Your assignment:
Look in the material below for the line holding "x=115, y=621". Set it down exactly, with each later line up to and including the line holding "x=833, y=648".

Listed entries:

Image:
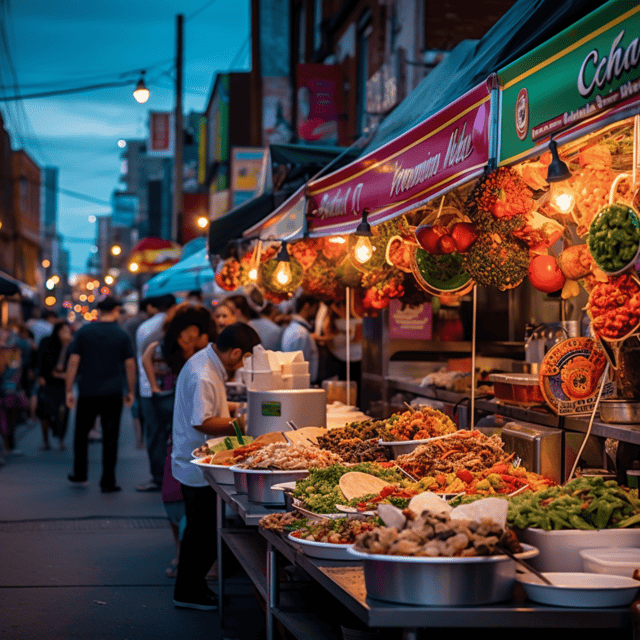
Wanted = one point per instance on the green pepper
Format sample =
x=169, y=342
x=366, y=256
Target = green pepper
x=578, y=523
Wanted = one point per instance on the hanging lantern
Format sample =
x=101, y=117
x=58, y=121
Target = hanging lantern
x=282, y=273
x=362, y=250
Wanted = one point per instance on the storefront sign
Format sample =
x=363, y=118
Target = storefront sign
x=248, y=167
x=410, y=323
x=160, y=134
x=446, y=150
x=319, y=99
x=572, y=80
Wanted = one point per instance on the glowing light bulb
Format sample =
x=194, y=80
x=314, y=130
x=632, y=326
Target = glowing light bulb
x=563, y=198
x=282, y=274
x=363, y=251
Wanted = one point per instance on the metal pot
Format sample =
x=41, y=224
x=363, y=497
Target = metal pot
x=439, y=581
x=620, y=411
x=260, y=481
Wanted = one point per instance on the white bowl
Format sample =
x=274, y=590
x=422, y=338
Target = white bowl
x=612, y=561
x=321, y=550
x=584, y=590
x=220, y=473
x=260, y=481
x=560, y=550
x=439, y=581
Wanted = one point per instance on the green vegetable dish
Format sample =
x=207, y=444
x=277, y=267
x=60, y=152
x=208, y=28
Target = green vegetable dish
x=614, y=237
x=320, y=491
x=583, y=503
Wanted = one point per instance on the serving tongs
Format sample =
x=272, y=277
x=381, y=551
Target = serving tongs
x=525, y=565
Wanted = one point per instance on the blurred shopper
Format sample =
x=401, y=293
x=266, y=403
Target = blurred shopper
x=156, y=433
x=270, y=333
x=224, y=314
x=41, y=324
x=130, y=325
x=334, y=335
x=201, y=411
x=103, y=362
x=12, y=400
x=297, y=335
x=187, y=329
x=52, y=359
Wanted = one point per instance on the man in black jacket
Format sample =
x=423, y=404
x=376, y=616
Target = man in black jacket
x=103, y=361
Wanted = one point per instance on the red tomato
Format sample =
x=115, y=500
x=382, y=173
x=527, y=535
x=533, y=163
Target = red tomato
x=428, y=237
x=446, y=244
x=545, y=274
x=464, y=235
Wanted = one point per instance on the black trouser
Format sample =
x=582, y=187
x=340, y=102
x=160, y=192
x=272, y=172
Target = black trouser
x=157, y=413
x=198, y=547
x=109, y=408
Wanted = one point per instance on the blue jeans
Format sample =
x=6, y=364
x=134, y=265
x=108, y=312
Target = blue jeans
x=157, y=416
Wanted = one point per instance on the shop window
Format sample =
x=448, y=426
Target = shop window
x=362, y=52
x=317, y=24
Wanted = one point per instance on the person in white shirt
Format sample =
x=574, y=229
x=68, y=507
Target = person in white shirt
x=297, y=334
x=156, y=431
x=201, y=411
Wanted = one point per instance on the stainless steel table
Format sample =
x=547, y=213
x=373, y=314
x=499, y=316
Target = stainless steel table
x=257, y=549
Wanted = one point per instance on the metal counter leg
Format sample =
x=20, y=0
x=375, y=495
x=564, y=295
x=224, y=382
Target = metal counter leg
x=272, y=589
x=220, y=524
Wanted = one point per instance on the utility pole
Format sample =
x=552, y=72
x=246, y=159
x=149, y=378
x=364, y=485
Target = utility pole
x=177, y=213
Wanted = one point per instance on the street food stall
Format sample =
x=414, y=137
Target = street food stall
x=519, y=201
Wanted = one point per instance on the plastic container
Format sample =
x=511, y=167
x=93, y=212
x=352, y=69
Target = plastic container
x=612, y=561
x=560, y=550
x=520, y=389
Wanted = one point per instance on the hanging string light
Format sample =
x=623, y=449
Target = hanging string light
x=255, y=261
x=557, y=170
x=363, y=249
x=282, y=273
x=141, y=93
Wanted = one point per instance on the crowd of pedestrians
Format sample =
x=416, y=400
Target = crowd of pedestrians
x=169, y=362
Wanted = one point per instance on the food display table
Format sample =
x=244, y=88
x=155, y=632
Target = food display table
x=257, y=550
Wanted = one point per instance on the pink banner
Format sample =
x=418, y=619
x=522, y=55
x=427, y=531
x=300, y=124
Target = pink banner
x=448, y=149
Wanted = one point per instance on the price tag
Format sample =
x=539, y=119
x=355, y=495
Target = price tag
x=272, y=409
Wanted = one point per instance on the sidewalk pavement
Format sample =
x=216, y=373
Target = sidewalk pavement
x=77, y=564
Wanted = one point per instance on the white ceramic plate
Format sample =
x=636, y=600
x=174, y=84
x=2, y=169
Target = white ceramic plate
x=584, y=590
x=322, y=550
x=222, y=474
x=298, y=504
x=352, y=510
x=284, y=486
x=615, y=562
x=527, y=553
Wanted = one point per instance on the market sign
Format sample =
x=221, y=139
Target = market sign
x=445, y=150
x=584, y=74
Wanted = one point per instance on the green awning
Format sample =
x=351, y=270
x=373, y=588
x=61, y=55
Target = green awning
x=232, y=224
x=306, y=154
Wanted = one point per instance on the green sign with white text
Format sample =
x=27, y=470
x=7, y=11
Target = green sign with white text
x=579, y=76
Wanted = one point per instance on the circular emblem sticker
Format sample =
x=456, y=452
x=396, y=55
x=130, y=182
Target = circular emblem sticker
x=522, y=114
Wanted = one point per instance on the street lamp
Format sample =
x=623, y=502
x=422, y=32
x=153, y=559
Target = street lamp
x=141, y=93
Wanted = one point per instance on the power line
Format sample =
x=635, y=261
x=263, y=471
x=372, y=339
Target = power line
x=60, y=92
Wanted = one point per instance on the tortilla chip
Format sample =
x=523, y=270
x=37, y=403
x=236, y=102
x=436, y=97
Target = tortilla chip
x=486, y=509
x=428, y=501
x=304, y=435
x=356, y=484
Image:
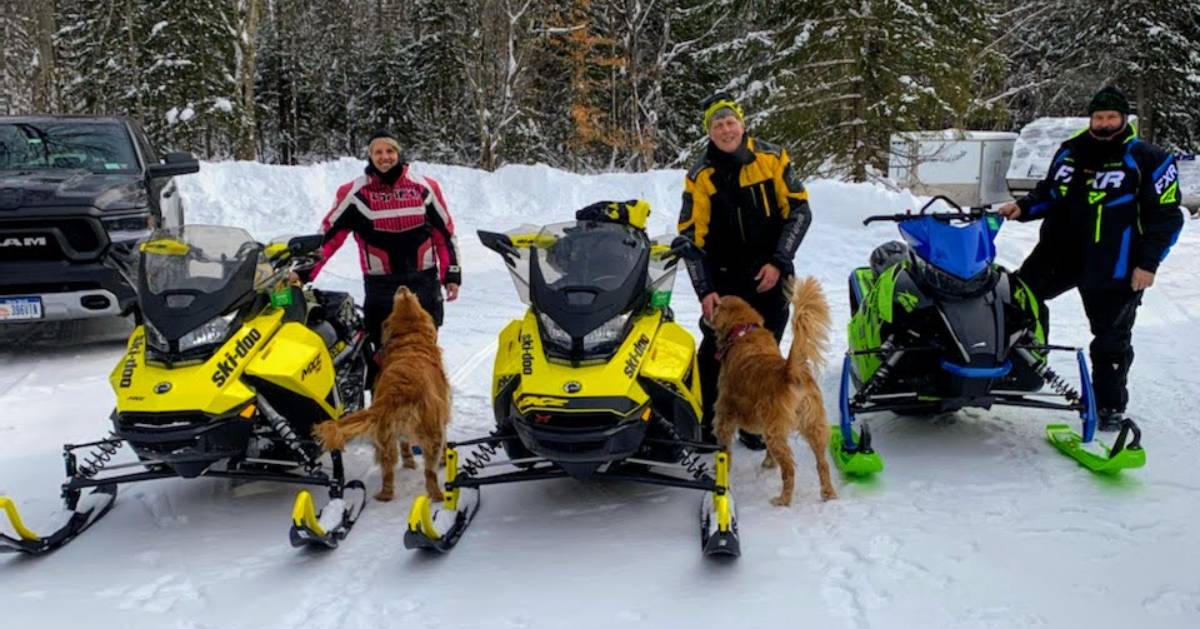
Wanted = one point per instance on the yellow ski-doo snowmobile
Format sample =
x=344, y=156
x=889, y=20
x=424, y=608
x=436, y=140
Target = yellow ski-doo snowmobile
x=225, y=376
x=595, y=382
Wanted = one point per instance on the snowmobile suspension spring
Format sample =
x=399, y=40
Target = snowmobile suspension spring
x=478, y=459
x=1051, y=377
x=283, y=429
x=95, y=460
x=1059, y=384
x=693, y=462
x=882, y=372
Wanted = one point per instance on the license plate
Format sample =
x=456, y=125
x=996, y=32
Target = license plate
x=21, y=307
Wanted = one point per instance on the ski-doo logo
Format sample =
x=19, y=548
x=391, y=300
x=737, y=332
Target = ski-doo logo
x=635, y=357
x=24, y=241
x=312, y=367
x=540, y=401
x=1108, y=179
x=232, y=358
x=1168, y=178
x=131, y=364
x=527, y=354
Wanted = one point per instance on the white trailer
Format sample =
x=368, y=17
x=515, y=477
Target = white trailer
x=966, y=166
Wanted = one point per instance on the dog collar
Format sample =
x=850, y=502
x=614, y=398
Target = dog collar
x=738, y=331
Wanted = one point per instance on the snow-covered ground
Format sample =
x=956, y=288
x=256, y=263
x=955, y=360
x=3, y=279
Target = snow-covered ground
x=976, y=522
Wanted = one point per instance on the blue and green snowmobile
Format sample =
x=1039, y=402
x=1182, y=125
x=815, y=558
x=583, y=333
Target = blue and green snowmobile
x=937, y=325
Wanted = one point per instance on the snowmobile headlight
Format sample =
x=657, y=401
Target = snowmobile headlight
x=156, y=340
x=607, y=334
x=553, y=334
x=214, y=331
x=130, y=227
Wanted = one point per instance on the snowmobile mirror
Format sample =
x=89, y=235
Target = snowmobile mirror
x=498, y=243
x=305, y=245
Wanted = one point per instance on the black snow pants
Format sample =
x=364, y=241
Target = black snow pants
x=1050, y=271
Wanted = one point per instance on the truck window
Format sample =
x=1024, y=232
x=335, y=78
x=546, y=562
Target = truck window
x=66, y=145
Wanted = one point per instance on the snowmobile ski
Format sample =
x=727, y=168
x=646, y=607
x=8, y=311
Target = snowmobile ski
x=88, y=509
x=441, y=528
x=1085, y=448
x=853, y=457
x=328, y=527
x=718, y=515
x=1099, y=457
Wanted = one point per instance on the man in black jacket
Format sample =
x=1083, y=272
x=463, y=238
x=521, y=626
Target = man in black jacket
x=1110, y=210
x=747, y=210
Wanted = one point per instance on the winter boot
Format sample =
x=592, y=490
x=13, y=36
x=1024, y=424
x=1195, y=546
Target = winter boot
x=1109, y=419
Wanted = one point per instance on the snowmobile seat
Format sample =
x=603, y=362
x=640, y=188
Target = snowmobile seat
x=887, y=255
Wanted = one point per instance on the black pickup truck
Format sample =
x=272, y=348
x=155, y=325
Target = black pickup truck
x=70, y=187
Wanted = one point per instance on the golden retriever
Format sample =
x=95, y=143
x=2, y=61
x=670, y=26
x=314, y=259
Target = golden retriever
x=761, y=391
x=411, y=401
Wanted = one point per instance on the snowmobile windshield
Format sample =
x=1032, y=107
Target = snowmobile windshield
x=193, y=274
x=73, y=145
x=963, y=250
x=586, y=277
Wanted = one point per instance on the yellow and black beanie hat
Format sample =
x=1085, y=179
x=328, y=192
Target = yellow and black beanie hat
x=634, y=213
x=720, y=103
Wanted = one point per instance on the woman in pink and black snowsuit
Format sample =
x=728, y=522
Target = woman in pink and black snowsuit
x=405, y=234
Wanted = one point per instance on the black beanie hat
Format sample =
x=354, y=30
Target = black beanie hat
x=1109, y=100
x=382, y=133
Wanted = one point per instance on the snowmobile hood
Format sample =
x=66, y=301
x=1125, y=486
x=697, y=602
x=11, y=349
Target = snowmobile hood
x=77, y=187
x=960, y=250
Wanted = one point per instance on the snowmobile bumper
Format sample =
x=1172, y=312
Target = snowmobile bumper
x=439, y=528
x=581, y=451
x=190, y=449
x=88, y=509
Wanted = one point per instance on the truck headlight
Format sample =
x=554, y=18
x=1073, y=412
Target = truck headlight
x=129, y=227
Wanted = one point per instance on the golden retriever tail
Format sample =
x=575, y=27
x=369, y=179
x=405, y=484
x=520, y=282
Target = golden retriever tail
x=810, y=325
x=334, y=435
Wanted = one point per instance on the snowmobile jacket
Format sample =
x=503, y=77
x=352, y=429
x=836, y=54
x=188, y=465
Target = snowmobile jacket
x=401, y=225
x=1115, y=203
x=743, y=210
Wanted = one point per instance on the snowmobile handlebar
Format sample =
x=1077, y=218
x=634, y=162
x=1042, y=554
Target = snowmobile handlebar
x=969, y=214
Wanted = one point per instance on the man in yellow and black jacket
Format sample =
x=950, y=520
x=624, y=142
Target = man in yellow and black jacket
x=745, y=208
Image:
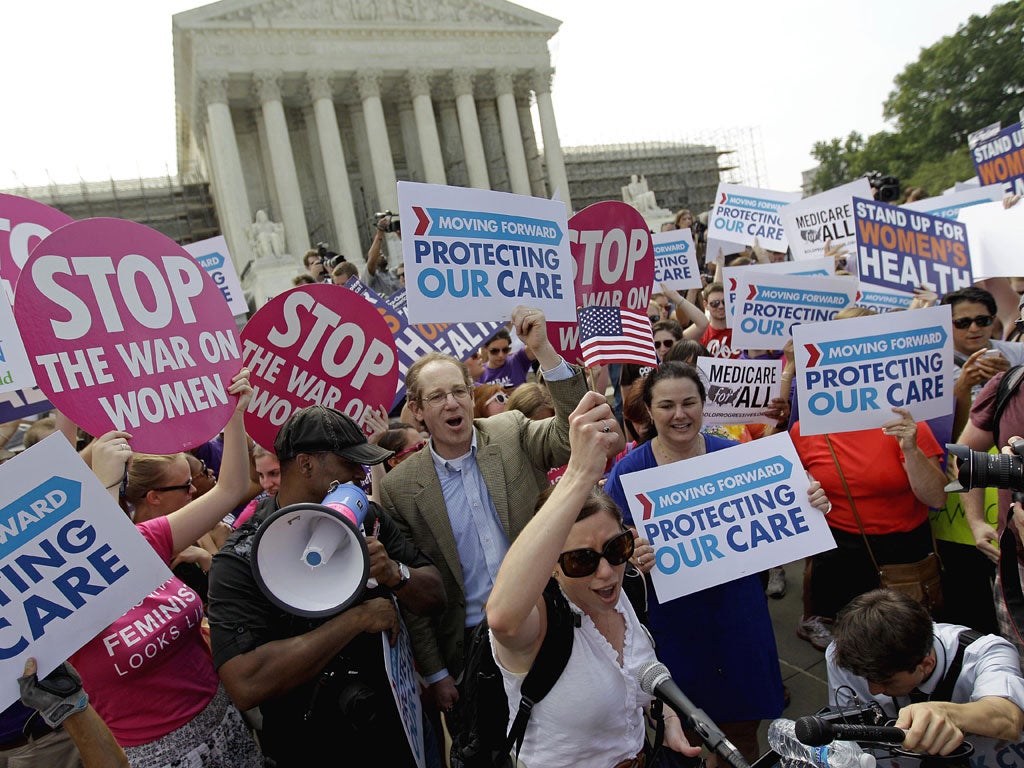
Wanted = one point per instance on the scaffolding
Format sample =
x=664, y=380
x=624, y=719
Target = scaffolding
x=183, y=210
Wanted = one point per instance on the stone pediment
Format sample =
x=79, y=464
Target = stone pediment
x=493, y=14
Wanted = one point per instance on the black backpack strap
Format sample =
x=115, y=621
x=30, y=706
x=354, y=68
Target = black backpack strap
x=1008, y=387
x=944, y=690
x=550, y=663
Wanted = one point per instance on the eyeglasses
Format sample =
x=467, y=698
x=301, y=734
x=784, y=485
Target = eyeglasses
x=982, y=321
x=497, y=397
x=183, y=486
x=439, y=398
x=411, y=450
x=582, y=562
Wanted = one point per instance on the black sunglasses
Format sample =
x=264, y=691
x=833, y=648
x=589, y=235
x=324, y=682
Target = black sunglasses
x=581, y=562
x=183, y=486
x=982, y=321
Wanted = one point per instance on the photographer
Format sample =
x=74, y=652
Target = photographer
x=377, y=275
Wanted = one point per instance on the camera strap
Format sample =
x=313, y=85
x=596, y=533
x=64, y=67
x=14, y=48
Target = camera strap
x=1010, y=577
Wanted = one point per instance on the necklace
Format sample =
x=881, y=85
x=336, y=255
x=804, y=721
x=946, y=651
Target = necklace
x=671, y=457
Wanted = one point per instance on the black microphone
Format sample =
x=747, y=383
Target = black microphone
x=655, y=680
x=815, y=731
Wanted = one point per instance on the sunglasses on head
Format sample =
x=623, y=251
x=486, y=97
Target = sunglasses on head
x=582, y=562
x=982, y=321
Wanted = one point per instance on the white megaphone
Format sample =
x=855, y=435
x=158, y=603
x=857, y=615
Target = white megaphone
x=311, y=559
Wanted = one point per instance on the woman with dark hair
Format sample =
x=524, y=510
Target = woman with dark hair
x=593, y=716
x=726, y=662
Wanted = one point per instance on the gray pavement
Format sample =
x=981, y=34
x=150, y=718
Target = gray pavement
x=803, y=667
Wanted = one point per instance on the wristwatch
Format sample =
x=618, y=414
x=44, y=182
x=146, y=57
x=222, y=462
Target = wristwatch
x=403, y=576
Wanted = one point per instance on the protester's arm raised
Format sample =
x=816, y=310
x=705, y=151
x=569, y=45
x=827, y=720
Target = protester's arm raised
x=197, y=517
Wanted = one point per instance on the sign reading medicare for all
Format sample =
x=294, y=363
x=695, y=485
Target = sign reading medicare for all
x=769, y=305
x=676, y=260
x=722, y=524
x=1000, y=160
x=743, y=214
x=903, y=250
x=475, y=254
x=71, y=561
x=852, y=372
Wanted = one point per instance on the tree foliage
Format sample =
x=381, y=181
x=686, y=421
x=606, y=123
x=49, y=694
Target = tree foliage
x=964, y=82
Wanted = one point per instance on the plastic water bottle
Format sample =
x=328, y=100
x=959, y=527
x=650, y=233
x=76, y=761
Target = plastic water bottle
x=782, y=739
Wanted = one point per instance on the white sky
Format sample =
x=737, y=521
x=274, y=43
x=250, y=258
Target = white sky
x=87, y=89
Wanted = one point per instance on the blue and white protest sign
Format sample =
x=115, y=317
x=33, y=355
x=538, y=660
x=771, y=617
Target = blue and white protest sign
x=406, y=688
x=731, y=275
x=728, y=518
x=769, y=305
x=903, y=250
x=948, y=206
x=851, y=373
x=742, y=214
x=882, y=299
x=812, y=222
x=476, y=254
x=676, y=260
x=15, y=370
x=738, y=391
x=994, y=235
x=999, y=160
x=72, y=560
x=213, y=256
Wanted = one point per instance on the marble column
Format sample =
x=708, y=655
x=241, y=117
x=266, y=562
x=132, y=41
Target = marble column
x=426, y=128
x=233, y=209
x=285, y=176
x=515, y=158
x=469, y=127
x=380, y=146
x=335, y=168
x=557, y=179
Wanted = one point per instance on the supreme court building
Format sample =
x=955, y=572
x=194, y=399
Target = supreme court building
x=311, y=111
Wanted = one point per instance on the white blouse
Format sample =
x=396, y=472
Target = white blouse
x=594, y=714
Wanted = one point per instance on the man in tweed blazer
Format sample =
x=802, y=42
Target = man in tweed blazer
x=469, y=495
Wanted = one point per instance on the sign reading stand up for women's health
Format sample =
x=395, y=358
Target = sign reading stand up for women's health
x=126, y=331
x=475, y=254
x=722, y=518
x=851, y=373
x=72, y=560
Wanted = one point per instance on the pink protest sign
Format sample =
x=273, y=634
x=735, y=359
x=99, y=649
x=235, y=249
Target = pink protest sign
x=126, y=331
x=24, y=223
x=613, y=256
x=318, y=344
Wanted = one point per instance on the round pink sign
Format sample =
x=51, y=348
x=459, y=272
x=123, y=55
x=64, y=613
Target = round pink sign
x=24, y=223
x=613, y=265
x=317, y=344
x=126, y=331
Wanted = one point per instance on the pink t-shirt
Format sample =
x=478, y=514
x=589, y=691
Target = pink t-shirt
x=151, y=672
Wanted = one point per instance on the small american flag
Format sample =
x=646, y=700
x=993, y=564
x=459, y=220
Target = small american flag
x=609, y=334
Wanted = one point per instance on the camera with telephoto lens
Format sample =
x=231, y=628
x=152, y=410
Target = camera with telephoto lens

Your response:
x=115, y=621
x=30, y=706
x=354, y=68
Target = black backpack strap
x=1008, y=387
x=944, y=690
x=550, y=663
Wanted = one point per instance on the eyeglasses
Format sample =
x=467, y=698
x=301, y=734
x=784, y=485
Target = eyeglasses
x=982, y=321
x=497, y=397
x=183, y=486
x=439, y=398
x=411, y=450
x=582, y=562
Wanted = one point per instance on the black sunglasses
Format sample =
x=264, y=691
x=833, y=648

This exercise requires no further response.